(Excerpts of annotation records)
-- -- --
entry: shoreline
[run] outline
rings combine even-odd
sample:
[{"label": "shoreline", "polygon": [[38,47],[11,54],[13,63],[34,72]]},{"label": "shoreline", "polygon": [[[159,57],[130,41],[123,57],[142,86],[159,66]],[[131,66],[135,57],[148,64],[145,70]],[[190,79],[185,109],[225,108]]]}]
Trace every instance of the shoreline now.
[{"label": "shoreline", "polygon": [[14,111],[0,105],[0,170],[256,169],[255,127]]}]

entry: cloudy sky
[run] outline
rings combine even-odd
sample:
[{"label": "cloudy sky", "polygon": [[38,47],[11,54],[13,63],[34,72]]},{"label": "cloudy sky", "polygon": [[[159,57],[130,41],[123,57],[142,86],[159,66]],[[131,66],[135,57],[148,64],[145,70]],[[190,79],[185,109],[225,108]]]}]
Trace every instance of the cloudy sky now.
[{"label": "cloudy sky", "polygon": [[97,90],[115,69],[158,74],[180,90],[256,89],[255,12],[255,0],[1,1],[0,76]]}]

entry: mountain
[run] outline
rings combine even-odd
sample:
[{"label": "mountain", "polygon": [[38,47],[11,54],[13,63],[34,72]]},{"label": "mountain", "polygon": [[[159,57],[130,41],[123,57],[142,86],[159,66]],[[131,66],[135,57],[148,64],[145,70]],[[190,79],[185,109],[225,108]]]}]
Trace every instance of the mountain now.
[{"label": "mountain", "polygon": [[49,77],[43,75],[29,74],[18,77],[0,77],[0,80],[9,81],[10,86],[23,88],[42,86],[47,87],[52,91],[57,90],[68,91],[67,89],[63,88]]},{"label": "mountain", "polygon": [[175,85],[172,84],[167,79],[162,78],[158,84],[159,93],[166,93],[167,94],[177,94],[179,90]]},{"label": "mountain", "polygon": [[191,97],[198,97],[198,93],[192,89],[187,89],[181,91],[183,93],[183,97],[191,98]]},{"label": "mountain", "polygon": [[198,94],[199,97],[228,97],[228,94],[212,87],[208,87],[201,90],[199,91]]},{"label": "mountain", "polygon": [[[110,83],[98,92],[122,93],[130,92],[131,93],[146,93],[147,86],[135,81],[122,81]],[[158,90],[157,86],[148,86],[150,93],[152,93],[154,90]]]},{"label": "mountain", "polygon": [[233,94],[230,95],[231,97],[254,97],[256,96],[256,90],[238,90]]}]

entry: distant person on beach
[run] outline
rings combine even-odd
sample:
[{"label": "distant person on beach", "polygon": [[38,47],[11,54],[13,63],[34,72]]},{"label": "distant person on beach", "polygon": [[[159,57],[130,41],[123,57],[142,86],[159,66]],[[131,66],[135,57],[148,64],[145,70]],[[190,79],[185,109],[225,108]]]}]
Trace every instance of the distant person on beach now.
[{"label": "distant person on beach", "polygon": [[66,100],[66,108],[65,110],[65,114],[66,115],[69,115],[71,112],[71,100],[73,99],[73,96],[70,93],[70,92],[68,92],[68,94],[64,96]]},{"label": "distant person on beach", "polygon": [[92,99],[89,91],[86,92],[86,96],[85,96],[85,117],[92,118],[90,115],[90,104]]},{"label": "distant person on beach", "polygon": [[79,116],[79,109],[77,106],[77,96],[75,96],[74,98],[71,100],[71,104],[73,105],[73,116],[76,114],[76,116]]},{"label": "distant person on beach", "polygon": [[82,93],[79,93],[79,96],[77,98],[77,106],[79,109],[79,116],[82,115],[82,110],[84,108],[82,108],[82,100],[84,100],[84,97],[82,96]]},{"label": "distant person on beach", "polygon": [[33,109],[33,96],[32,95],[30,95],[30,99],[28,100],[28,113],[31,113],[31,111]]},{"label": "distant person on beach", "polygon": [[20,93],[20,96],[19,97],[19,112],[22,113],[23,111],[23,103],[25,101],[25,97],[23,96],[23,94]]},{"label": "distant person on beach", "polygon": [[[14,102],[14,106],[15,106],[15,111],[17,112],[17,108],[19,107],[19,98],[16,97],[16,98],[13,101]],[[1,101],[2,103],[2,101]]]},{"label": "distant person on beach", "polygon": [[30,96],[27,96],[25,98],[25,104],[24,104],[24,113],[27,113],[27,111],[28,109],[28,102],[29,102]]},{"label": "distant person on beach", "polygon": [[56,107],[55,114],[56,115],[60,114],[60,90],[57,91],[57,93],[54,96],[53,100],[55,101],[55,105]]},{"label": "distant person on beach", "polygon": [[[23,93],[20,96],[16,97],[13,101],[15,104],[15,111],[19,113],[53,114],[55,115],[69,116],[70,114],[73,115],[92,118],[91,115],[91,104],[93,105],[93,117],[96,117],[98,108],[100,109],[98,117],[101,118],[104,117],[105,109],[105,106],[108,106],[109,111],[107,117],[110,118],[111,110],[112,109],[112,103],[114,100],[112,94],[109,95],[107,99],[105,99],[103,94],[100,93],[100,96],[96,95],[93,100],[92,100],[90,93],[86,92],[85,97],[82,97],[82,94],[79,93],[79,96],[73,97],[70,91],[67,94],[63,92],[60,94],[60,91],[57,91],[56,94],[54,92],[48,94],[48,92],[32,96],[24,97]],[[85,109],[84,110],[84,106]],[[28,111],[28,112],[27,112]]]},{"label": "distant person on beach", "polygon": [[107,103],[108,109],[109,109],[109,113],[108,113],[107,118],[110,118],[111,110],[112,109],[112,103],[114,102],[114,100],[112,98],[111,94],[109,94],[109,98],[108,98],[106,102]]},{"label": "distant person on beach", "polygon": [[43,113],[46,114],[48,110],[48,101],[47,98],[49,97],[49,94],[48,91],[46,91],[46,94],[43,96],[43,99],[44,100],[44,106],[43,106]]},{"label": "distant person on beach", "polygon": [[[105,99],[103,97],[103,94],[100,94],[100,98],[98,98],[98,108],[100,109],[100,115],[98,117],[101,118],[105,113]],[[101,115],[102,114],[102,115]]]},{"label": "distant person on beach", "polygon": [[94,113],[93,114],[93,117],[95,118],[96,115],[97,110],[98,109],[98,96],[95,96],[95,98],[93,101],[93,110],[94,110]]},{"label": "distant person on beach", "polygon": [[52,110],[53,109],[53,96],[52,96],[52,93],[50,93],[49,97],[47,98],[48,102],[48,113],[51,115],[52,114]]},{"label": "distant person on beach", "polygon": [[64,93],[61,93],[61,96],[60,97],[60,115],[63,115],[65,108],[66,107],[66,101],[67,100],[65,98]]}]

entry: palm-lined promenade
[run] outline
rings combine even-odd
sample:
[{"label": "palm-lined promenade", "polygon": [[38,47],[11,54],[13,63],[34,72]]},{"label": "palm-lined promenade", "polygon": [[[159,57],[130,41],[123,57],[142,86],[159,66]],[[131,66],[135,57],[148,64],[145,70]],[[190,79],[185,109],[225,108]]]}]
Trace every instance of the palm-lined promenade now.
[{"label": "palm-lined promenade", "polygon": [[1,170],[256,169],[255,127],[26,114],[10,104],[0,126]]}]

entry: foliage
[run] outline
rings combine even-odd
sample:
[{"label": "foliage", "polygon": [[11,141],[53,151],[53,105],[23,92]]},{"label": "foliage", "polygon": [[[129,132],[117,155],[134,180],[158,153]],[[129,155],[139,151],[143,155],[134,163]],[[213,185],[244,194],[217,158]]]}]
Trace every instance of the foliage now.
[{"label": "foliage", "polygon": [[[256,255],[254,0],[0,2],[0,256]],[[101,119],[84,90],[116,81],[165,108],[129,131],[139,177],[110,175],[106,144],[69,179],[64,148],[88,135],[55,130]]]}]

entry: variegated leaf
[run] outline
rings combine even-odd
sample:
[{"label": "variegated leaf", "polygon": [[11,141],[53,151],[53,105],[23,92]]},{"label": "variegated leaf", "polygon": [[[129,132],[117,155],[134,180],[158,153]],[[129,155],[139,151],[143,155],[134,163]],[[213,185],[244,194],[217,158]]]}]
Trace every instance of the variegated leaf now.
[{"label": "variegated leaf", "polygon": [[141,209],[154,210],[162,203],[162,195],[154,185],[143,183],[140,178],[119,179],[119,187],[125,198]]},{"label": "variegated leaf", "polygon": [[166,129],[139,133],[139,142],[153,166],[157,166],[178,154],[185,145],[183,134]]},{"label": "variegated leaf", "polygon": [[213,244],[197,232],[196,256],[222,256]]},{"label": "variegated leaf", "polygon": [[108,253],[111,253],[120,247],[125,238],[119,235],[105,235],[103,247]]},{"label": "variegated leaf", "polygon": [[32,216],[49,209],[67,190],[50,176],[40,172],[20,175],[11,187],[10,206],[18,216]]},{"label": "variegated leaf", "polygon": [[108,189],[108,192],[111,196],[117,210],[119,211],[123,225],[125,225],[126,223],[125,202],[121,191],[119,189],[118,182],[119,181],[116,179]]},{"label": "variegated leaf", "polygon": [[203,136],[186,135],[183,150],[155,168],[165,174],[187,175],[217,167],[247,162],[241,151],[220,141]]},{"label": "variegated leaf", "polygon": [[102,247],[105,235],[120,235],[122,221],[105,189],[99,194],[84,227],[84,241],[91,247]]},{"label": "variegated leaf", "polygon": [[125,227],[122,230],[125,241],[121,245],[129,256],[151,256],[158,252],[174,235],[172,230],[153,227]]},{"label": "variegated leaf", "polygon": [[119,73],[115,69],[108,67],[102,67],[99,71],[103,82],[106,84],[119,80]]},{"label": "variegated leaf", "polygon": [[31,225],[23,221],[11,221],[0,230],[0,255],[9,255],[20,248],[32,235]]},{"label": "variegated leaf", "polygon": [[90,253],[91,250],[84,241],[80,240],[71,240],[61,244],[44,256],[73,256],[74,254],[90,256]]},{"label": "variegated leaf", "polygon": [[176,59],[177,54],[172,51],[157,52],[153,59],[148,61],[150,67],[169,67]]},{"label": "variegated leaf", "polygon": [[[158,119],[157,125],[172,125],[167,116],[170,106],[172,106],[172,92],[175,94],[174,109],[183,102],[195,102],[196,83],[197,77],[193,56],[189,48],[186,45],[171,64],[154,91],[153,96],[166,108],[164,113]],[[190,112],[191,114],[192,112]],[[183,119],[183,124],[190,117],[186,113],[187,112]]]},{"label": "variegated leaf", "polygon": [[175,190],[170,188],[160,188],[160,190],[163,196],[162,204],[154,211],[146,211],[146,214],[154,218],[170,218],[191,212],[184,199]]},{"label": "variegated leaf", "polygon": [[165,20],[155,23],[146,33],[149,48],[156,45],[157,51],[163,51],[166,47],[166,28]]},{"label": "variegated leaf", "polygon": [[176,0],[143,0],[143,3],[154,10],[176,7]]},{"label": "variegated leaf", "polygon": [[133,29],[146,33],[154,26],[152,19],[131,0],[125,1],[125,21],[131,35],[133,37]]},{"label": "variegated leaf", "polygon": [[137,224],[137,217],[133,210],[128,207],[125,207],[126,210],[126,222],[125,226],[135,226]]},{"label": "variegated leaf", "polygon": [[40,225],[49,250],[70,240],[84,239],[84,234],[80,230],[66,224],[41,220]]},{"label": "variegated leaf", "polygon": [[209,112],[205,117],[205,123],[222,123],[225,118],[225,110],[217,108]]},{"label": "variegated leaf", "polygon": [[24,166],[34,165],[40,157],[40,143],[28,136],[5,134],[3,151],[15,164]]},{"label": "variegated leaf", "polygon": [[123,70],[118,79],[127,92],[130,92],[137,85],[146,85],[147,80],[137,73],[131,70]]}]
-- -- --
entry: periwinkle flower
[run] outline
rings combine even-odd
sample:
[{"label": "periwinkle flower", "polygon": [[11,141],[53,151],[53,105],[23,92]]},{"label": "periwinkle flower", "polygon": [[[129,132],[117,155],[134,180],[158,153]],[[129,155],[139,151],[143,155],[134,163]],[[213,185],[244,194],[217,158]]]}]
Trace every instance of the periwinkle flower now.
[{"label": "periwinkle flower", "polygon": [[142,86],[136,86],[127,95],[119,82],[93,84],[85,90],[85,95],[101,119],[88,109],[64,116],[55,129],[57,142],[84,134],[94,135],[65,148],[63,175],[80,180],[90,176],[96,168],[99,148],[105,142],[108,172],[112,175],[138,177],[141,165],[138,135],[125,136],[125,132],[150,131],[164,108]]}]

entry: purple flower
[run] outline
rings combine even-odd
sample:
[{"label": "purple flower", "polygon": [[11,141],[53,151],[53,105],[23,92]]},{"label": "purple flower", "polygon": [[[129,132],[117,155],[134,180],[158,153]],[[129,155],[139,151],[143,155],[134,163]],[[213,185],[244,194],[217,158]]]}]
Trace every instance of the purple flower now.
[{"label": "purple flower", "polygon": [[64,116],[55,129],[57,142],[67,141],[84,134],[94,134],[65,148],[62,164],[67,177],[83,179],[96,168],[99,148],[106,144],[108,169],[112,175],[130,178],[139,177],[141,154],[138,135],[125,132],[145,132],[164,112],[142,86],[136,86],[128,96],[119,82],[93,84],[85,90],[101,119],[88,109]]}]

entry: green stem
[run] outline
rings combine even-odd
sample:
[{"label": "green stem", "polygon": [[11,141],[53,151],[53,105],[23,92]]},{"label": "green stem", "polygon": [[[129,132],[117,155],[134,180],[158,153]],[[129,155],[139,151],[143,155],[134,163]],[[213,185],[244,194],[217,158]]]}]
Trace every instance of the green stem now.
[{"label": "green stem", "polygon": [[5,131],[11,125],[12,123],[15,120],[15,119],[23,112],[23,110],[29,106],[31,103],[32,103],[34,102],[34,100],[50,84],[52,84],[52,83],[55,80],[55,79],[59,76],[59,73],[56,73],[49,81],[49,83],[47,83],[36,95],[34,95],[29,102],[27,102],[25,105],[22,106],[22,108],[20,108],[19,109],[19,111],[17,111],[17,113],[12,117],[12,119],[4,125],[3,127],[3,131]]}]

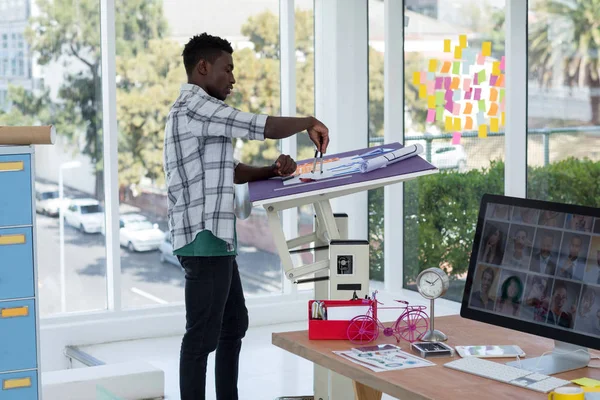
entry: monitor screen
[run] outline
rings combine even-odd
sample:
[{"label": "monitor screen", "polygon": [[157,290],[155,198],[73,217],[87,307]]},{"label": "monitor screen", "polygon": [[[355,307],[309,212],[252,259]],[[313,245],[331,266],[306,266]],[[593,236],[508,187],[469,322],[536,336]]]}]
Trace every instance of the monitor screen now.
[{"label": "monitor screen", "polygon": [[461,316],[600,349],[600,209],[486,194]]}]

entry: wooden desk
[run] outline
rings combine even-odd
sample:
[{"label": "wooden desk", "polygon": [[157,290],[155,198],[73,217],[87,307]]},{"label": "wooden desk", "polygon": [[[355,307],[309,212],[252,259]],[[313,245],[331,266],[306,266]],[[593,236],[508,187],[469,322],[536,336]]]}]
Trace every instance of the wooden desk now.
-- -- --
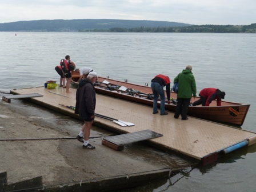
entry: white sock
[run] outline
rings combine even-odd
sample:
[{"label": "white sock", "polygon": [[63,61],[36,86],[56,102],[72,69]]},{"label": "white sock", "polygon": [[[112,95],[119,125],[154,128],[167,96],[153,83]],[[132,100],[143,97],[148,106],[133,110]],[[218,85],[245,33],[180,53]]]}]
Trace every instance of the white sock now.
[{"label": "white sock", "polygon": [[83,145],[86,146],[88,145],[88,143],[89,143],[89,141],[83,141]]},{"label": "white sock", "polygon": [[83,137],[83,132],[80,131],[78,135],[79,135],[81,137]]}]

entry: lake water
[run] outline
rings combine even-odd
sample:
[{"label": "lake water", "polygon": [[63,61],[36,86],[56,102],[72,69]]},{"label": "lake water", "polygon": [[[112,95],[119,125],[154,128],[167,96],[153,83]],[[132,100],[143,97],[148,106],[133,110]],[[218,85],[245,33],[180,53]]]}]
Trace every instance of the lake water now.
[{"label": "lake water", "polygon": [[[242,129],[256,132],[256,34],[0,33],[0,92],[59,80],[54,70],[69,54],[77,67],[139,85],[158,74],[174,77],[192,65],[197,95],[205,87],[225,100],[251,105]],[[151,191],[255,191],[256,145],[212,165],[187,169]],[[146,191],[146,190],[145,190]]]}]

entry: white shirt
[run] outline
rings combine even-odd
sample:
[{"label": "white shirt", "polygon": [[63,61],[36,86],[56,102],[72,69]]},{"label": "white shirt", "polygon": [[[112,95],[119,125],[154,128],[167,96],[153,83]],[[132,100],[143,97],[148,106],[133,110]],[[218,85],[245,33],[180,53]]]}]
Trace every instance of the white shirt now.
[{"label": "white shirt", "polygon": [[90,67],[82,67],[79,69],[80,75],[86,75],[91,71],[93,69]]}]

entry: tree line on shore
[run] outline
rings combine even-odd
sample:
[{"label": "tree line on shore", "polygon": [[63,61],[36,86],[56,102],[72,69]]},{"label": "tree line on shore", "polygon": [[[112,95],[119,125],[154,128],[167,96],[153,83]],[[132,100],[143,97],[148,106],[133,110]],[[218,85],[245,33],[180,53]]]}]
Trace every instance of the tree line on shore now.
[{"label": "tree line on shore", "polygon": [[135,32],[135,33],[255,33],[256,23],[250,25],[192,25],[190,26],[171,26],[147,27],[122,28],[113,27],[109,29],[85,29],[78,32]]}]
-- -- --
(Requirements): Can you output everything from the line containing "entry: distant person on beach" down to the line containing "Trace every instance of the distant", both ends included, as a numbered list with blank lines left out?

(Written response):
1. entry: distant person on beach
2. [run] outline
3. rings combine even-odd
4. sample:
5. [{"label": "distant person on beach", "polygon": [[38,47],[11,54],[13,63],[34,72]]},{"label": "distant person on beach", "polygon": [[[159,57],[130,41],[123,57],[142,86],[159,66]],[[131,66],[135,57],[148,64],[145,70]],[[190,79],[185,109],[225,108]]]}]
6. Trace every instance of the distant person on beach now.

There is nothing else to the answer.